Beobachtungen zum 1. Welt-Chagas-Tag
Das Jahr 2020 soll der globalen Bekämpfung vernachlässigter Tropenkrankheiten (NTDs) Schub verleihen. Betrachtet man exemplarisch die Entwicklungen bei der Chagas-Bekämpfung, werden jedoch schnell Hindernisse für einen Durchbruch deutlich.
Am 14. April wurde das erste Mal offiziell der Welt-Chagas-Tag begangen.[1] Der Widerhall in der deutschen Presse fiel äußerst gering aus. Dabei offenbart der Blick auf Chagas viele Probleme der Bekämpfung vernachlässigter Tropenkrankheiten (NTDs).
Die Krankheit ist nach ihrem brasilianischen Entdecker, Carlos Ribeiro Justiniano Chagas benannt und wird durch einen Parasiten verursacht. Trypanosoma cruzi überträgt sich durch den Kot blutsaugender Raubwanzen. Wirte sind neben dem Menschen auch Wild- und Nutztiere. Die Weltgesundheitsorganisation (WHO) geht davon aus, dass weltweit 6 bis 7 Millionen Menschen mit Chagas infiziert sind.[2]
Ein bis zwei Wochen nach der Infektion können – meist milde – unspezifische Symptome auftreten, die aber nach vier bis acht Wochen verschwinden. Oft bleibt die Erkrankung auch unbemerkt. Die Latenzphase kann anschließend Jahre andauern. Unbehandelt kann Chagas Herzprobleme verursachen oder Speiseröhre und Dickdarm schädigen – nicht selten mit tödlichen Folgen. Menschen mit geschwächtem Immunsystem, wie HIV-positive Personen, sind besonders gefährdet.
Alte Mittel, schlechter Zugang
Zur Behandlung von Chagas stehen mit Benznidazol und Nifurtimox lediglich zwei Präparate zur Verfügung. Sie sind nur gut wirksam, wenn sie kurz nach einer Infektion verabreicht. Ältere erleiden deutlich häufiger teils schwere Nebenwirkungen. Schwangere dürfen die Präparate gar nicht einnehmen. Hier gibt es eine Behandlungslücke, da eine Mutter-Kind-Übertragung möglich ist. Allein in Argentinien gibt es trotz Testpflicht rund 1.500 Infektionen bei Neugeborenen pro Jahr.[3] Ein Impfstoff existiert nicht.

Auflistung im Auszug:
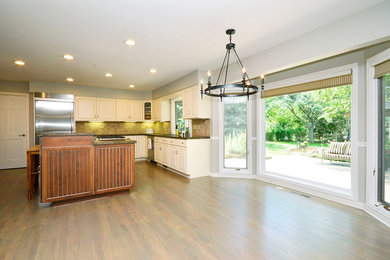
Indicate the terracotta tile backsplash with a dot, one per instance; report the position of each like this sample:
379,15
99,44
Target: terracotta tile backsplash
119,128
200,127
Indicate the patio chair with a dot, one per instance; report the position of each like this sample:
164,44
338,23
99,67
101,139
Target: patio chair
338,151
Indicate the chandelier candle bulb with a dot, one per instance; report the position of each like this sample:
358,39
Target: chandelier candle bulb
243,88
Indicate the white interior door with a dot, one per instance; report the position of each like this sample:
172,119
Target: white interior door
13,131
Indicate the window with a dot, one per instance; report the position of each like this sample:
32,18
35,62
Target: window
235,132
384,140
308,136
179,121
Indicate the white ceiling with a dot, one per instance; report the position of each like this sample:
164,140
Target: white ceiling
174,36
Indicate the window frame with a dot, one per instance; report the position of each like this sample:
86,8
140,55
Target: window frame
175,102
373,192
230,171
306,185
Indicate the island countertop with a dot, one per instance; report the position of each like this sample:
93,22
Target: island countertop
159,135
127,134
76,165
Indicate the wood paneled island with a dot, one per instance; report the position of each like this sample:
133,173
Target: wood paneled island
76,165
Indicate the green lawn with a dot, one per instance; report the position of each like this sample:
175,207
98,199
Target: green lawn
279,148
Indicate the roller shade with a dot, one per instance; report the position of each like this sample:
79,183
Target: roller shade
313,85
382,69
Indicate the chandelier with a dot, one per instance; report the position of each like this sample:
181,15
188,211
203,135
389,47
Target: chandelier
222,89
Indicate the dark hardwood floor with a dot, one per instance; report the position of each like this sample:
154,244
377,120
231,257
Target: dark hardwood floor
167,216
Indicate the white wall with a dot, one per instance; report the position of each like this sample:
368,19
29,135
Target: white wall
78,90
357,31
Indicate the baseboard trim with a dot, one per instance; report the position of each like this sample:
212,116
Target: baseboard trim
370,210
320,194
377,215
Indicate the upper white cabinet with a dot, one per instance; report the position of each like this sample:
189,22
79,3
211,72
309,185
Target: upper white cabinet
95,109
194,106
147,110
106,109
161,110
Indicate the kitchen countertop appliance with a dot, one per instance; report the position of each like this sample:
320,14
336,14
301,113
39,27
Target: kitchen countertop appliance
54,113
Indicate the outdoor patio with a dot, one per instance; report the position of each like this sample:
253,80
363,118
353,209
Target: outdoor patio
300,166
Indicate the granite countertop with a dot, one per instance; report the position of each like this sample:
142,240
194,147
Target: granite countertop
160,135
156,135
124,141
67,134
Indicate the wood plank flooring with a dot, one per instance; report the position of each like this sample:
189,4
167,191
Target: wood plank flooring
167,216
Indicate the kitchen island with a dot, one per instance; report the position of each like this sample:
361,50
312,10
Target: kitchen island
77,165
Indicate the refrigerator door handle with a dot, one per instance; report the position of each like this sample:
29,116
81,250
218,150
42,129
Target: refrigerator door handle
71,122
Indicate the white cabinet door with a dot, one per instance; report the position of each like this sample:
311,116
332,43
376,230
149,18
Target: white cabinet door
182,160
165,154
136,108
173,158
13,131
86,109
156,110
158,152
122,110
106,109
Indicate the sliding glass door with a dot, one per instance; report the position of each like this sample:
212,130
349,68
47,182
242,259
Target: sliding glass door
384,140
235,133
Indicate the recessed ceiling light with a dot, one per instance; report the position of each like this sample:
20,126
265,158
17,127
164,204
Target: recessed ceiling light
68,57
130,43
20,62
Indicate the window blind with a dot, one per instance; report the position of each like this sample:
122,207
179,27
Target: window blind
313,85
382,69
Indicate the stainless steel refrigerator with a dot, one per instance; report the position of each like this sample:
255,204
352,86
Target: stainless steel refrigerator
54,113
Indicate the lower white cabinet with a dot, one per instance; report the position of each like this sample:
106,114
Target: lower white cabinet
190,157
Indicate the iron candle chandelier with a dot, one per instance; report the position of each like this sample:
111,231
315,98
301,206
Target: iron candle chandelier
243,88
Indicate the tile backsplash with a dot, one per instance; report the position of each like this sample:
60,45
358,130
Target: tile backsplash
200,127
119,128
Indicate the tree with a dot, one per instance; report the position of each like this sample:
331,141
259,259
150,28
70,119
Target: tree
306,108
324,112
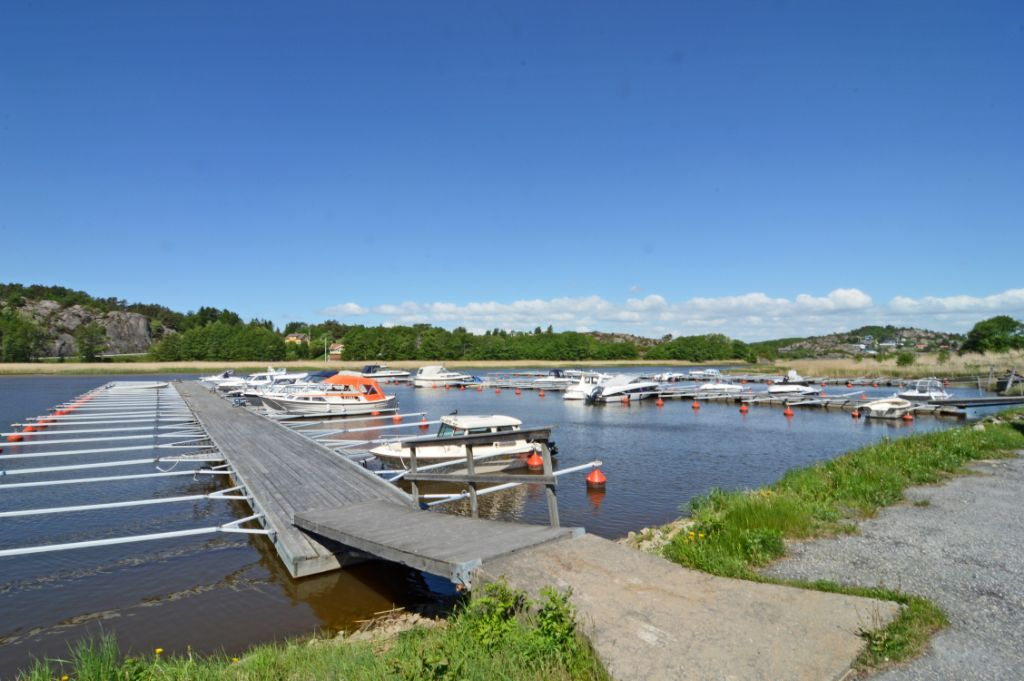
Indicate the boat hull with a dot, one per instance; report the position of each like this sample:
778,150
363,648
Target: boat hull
347,408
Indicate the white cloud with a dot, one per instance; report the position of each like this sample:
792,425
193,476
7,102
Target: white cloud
750,316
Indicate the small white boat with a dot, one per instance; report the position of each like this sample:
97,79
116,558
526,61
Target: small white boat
435,376
888,408
793,384
585,385
499,456
239,384
342,394
925,390
623,386
382,373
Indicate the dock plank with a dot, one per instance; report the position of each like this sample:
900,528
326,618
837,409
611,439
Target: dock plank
286,473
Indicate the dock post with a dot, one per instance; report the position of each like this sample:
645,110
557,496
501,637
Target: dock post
471,469
550,486
412,469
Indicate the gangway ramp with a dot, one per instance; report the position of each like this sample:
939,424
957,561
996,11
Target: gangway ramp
285,473
446,545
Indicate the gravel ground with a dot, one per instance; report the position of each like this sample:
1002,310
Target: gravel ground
965,550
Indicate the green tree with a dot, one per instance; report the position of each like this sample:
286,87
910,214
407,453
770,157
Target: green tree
90,340
997,334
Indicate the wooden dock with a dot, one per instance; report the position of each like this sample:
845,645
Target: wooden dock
318,504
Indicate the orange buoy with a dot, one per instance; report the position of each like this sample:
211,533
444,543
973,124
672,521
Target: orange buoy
596,478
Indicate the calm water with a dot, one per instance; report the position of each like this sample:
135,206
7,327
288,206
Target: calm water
226,592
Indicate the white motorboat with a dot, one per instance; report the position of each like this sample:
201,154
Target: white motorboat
435,376
342,394
557,379
925,390
720,387
382,373
888,408
499,456
585,386
793,384
623,386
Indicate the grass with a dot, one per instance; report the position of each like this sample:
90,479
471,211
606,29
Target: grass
498,635
736,533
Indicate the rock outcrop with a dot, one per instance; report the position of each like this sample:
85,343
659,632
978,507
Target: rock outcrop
126,332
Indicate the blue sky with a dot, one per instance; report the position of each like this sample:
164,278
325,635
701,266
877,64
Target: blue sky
760,169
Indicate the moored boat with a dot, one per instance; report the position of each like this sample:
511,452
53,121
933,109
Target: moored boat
342,394
501,455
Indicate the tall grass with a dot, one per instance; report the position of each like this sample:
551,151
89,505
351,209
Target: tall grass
737,531
499,635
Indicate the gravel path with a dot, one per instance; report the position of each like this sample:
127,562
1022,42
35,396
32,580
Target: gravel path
965,550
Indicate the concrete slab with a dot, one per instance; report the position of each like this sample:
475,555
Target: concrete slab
649,619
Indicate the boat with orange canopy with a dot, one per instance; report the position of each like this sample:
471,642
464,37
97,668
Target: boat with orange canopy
342,394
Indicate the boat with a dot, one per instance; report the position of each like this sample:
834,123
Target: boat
623,386
436,376
505,455
557,379
341,394
925,390
793,384
382,373
585,385
888,408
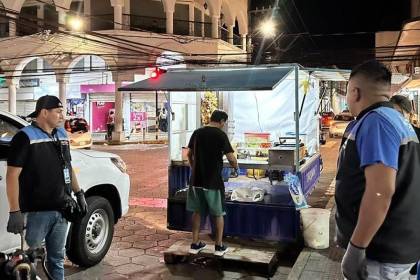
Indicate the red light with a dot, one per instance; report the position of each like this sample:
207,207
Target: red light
156,73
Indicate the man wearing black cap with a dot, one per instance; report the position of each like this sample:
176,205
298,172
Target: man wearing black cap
39,173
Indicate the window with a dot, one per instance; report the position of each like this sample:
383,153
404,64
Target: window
8,128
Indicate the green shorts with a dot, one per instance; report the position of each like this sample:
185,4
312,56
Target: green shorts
202,200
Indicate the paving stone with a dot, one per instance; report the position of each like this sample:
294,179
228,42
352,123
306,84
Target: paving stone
123,233
112,252
132,252
116,260
133,238
180,235
145,260
129,268
166,243
134,227
145,276
155,251
144,244
121,245
114,276
145,232
158,237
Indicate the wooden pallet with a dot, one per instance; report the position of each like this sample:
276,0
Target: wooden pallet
258,259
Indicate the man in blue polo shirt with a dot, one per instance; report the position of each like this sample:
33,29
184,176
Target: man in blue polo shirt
377,189
39,173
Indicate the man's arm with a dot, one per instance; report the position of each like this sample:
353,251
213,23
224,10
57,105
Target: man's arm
232,160
190,156
380,187
74,183
12,187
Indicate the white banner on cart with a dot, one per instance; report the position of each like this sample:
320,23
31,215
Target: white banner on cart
273,111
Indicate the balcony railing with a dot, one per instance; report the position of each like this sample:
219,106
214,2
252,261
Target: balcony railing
28,25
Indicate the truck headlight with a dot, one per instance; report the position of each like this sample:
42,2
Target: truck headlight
120,164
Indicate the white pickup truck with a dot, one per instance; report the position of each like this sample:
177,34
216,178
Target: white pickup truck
106,183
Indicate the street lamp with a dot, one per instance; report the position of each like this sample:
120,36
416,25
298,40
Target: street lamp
75,23
268,29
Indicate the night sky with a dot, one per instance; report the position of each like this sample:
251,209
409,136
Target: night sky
322,17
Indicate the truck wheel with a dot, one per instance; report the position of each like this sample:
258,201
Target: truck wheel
91,238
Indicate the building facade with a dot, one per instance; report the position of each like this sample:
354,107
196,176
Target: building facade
56,46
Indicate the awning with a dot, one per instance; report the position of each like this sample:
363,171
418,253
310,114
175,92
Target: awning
329,74
218,79
413,84
229,79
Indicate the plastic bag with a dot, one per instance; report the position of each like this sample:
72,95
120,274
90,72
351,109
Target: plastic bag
295,190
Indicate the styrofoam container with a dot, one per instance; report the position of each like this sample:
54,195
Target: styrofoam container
316,227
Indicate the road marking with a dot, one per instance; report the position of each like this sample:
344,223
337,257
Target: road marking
148,202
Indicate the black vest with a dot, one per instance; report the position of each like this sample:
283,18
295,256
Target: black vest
41,182
398,239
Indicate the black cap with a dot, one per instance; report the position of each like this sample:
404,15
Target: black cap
46,102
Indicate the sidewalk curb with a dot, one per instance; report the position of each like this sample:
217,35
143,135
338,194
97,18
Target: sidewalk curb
304,256
127,142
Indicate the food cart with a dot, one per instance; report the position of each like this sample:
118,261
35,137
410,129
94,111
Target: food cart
273,127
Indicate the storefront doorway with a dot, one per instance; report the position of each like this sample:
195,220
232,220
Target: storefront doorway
100,111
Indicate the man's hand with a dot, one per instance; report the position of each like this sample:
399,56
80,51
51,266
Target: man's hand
353,264
16,222
80,195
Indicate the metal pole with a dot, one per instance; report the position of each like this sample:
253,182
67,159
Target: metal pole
156,116
297,163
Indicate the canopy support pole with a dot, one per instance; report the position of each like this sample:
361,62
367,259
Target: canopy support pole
156,117
297,159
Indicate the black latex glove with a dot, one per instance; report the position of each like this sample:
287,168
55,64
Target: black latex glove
16,222
353,264
80,195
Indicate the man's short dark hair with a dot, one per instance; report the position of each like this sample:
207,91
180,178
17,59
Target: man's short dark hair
403,102
218,116
374,71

Aufgabenstellung:
Schreibe aus dem Text zum Welt-Chagas-Tag einen Abschnitt wortgetreu ab. Beginne bei den Worten „Beobachtungen zum 1.“ und höre nach „vernachlässigter Tropenkrankheiten (NTDs).“ auf.

Gelöste Aufgabe:
Beobachtungen zum 1. Welt-Chagas-Tag
Das Jahr 2020 soll der globalen Bekämpfung vernachlässigter Tropenkrankheiten (NTDs) Schub verleihen. Betrachtet man exemplarisch die Entwicklungen bei der Chagas-Bekämpfung, werden jedoch schnell Hindernisse für einen Durchbruch deutlich.
Am 14. April wurde das erste Mal offiziell der Welt-Chagas-Tag begangen.[1] Der Widerhall in der deutschen Presse fiel äußerst gering aus. Dabei offenbart der Blick auf Chagas viele Probleme der Bekämpfung vernachlässigter Tropenkrankheiten (NTDs).